» What you will do:
Exactly as written, transcribe the lines that run from the one containing "Could you put a marker on the ship" to the end of the records below.

» Provided data:

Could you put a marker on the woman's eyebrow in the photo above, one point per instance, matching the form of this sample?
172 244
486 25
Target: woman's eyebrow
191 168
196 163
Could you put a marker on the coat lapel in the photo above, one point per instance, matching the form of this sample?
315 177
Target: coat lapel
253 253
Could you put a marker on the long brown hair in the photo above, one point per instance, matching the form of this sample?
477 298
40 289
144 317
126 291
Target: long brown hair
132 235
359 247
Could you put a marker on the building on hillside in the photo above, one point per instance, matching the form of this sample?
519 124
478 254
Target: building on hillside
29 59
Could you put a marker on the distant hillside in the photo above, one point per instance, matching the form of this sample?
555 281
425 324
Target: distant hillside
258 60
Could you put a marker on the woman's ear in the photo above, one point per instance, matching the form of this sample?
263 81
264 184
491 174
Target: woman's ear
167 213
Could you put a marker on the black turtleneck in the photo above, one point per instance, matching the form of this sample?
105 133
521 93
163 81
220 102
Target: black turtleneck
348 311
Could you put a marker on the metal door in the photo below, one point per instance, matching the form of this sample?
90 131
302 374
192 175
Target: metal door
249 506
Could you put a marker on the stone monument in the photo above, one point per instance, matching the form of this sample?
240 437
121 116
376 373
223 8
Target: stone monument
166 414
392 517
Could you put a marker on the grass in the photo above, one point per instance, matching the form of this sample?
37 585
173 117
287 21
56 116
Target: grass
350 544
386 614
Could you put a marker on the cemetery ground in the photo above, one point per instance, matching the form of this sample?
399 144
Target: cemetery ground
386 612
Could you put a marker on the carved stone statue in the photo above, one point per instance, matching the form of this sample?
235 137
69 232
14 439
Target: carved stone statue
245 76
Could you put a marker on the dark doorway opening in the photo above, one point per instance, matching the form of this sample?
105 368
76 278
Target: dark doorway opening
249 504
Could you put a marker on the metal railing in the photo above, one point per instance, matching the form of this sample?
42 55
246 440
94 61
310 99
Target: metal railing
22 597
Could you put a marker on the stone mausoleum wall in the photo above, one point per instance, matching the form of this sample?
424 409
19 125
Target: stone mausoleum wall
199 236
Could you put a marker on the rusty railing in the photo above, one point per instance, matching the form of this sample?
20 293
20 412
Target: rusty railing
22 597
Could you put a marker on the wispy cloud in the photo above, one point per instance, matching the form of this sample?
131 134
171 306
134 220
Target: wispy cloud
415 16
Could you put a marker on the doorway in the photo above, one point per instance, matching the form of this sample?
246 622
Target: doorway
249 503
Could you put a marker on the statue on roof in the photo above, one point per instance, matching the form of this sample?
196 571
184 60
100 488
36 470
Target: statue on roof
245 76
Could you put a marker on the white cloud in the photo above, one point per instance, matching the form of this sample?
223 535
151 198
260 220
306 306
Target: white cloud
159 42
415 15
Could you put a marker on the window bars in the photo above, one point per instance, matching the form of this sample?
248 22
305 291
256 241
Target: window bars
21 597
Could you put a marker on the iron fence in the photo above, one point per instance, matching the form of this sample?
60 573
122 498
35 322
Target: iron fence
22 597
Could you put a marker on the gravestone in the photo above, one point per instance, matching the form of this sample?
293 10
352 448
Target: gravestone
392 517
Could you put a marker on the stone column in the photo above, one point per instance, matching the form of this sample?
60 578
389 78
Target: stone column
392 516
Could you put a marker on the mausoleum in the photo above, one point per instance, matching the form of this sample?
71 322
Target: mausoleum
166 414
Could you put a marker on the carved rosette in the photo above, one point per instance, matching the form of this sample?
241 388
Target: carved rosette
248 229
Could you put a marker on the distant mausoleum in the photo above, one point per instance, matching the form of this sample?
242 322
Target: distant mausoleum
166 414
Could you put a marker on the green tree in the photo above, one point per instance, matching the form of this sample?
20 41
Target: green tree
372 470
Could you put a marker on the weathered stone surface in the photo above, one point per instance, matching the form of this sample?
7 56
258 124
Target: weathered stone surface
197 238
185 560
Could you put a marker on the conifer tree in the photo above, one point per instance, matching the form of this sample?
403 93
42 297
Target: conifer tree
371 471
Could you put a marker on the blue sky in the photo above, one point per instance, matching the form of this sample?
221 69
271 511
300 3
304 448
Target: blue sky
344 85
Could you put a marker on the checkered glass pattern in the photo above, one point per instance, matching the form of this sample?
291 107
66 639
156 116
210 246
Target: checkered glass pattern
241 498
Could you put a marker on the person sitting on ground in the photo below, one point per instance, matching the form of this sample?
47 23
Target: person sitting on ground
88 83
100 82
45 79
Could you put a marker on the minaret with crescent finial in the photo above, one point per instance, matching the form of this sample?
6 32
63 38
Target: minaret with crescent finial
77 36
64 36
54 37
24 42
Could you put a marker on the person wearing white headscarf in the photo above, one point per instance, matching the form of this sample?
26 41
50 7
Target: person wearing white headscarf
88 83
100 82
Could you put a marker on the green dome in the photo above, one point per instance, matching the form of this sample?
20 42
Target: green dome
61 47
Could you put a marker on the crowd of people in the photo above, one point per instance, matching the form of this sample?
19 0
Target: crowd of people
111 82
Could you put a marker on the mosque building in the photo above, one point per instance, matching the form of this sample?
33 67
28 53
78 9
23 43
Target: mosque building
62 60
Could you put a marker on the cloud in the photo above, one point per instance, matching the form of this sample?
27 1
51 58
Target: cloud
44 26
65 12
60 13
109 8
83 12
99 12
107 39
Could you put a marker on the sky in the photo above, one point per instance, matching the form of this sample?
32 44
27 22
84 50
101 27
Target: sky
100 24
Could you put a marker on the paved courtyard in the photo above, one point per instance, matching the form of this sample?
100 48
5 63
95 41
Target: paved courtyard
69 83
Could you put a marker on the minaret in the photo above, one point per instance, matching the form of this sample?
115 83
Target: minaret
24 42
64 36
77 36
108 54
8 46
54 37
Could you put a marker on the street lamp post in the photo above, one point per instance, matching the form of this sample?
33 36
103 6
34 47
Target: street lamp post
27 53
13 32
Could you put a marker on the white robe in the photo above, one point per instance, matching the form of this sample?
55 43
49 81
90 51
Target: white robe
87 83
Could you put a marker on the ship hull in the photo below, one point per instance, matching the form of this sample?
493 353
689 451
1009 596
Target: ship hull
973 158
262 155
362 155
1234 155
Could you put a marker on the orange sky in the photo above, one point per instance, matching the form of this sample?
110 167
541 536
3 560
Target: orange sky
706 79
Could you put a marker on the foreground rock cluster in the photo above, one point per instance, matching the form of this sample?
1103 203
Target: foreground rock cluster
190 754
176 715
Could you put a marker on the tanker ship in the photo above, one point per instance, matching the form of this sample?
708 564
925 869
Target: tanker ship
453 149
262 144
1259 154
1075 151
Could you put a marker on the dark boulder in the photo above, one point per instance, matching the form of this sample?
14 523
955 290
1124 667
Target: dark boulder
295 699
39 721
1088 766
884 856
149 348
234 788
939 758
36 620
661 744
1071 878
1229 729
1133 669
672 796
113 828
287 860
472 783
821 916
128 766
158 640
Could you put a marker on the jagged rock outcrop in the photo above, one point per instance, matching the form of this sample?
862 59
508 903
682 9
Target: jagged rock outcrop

» Complete response:
Could you put a marker on the ship hull in the photo below, one point per instance, matching the form of this sample?
493 353
689 451
1009 596
Target: ship hull
973 158
262 155
362 155
1234 155
Could you put a marker on the orange sky in the photo above, one point per instance, matching the form of this sample?
110 167
541 536
3 560
Target: orange sky
706 79
Could you put a marker on the foreground rock cluster in the photo above, one point per instance, matching the form of this sample?
1103 203
Target: foreground rock cluster
190 754
176 715
Could you put a marker on the tanker ship in the photo above, one point per instance, matching the form of this sample?
708 564
925 869
Target: tanker ship
453 149
262 144
1259 154
1075 151
Could you put a marker on the dark boulder in the photo above, one point per instance, matching the form of this sample?
14 523
955 290
1124 667
Target: dark boulder
295 699
39 721
1088 766
884 856
149 348
234 788
939 758
36 620
661 744
1071 878
1229 729
1133 669
672 796
113 828
287 860
472 783
821 916
128 766
158 640
Could you put a marker on the jagged rock outcrop in the photo above, one point per instance, matching the form of this sample?
862 59
508 903
682 9
Target: jagged rock outcrop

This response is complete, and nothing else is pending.